→ Selection:
Considering Art, Prayer, and Deep Reading this New Year

Happy New Year to you and your book pile! I start the new year gently, and this post discusses asking the universe for artistic guidance and highly specific reading pile pleasures.

Books

Living the Artist Way By Julia Cameron 2023, St. Martin Essentials

Julia Cameron’s The Artist Way was my favorite inspirational read last year. It offers a sustainable system for cultivating creativity. Basically, journal, pay close attention, go on walks, and pray. But that’s easier said than done!

Cameron’s newest book, Living the Artist Way, is out today and goes deep into the fourth tool,

Guidance. Structured as a six-week course, Living the Artist Way offers a workbook of advanced study for introspective journaling.

Living the Artist Way by Julia Cameron

Cameron writes in the first person to discuss the spiritual impact of prayer and art on the artist (her). Guidance is The Artist Way’s deepest, most mystical, or elusive tool; the author calls it “woo woo.”

And yeah, guidance might be God or the human spirit, and asking for it is a lot like praying. Through dozens of examples, she convincingly suggests that asking the universe for guidance builds confidence, intuition, and relationships and deepens artistic practice.

I think of the monks making a beautiful painting out of sand in Samsara.

Buddhist monks creating a sand mandala in “Samsara.” | Credit: Oscilloscope Laboratories, NYT

“What if it’s just my imagination?” Cameron asks for guidance and then answers, “What if it’s not?”

In the high-tech 21st century, where anything that can’t be coded into a computer isn’t real, it’s easy to forget God, praying, and our souls in the universe. Praying is what other people do. That’s not for busy metropolitans like me!

But what if it’s not?

Living the Artist Way offers practical application for prayer in an artist’s practice structured as a journaling workbook. The workbook encourages artists to pray, and the author says the word often. She describes daily prayer rituals, calling friends to offer prayers, asking others for prayers, and incorporating prayer into artistic practice. The journaling prompts hint at a process of deep introspection that can be described as meditative, neither exactly secular nor religious.

People who already pray and meditate would probably see the benefits as obvious. But skeptics like me? We have valid reasons to distrust organized religion. Some of us naively read Richard Dawkins as teenagers.

And yes, I’ve previously encountered books that discuss uniting prayer and art with “magick.” Idolizing Satan, tapping occult symbology, walking down the left-hand path, nerd boy crap. Or there’s also David Lynch asking you to pay $1500 a year to learn mantra meditation.

→ Raw data:
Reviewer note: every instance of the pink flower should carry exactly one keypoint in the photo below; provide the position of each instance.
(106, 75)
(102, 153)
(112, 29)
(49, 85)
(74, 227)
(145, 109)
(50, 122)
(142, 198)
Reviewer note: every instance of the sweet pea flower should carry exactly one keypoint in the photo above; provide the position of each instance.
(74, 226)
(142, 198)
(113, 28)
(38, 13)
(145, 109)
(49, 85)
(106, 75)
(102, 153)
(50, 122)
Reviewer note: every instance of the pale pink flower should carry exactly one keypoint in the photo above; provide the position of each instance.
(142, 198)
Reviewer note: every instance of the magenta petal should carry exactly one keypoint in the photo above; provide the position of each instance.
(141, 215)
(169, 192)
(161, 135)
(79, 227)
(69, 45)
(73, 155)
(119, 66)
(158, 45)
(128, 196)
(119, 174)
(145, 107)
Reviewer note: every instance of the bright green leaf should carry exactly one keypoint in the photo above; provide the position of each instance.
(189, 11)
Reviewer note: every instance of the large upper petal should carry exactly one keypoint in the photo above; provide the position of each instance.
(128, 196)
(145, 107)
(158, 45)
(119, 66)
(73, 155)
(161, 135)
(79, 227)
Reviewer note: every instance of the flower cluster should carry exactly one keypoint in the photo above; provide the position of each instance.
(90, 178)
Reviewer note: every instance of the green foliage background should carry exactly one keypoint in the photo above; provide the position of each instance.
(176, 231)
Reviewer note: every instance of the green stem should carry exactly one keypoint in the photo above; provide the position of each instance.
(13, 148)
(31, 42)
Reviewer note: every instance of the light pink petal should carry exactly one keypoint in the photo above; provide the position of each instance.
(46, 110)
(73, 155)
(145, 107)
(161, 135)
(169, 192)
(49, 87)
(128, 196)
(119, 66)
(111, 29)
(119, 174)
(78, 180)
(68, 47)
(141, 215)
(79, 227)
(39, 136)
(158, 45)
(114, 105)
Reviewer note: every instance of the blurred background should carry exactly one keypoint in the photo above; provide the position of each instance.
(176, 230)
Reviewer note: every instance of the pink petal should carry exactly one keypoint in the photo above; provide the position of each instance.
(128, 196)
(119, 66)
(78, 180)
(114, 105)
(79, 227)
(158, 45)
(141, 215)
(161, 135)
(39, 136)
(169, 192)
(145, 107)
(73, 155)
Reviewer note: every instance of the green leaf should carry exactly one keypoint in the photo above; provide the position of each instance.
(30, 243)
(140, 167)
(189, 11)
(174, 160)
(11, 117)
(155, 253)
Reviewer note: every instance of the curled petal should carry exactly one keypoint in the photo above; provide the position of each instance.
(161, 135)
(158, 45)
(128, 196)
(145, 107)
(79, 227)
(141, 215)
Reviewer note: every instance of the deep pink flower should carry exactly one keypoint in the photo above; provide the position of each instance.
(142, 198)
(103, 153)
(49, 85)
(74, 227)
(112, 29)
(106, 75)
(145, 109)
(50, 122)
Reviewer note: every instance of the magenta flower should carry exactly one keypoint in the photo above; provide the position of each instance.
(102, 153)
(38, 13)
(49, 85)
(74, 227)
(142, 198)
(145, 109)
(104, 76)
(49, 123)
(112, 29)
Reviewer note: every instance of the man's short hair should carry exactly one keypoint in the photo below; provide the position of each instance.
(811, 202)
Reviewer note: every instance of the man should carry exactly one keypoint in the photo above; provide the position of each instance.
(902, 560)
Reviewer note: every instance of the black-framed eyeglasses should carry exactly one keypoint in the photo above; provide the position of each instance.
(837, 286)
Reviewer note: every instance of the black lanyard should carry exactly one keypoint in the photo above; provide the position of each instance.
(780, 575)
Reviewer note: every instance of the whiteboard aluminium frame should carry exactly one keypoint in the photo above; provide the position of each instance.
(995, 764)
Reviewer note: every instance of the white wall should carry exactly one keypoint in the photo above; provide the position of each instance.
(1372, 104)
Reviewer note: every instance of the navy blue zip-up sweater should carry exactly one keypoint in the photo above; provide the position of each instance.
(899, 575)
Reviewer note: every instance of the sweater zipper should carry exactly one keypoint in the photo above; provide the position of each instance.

→ What is expected: Quote the passage of the New Year reading post starting at "Considering Art, Prayer, and" and ending at "said than done!".

→ Result of the task:
Considering Art, Prayer, and Deep Reading this New Year

Happy New Year to you and your book pile! I start the new year gently, and this post discusses asking the universe for artistic guidance and highly specific reading pile pleasures.

Books

Living the Artist Way By Julia Cameron 2023, St. Martin Essentials

Julia Cameron’s The Artist Way was my favorite inspirational read last year. It offers a sustainable system for cultivating creativity. Basically, journal, pay close attention, go on walks, and pray. But that’s easier said than done!